(Data provided begins)

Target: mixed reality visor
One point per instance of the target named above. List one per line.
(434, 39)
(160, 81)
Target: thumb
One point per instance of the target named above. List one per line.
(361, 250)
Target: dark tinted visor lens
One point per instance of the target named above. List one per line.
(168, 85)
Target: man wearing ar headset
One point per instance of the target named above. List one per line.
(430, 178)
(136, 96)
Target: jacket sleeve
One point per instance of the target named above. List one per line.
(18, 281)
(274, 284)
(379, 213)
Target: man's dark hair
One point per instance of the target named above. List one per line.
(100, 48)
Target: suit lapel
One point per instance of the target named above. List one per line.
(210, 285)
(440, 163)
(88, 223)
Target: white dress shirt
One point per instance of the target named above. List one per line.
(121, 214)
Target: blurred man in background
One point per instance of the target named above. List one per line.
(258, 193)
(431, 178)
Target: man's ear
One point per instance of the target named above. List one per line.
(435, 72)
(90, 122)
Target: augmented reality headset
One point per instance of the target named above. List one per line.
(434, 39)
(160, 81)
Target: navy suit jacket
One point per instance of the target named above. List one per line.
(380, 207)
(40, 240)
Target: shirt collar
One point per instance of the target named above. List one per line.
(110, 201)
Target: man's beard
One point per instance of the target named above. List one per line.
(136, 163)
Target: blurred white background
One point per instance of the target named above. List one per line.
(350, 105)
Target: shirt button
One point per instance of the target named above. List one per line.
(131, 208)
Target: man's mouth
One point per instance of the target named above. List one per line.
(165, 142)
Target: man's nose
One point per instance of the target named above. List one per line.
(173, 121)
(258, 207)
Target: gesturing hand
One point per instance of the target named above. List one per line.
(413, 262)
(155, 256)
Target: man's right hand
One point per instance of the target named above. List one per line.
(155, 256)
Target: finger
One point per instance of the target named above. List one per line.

(Data provided ends)

*Your instructions*: Gather all lines of the records that include the word "suit".

*Exercise result*:
Target: suit lapel
Target: navy suit jacket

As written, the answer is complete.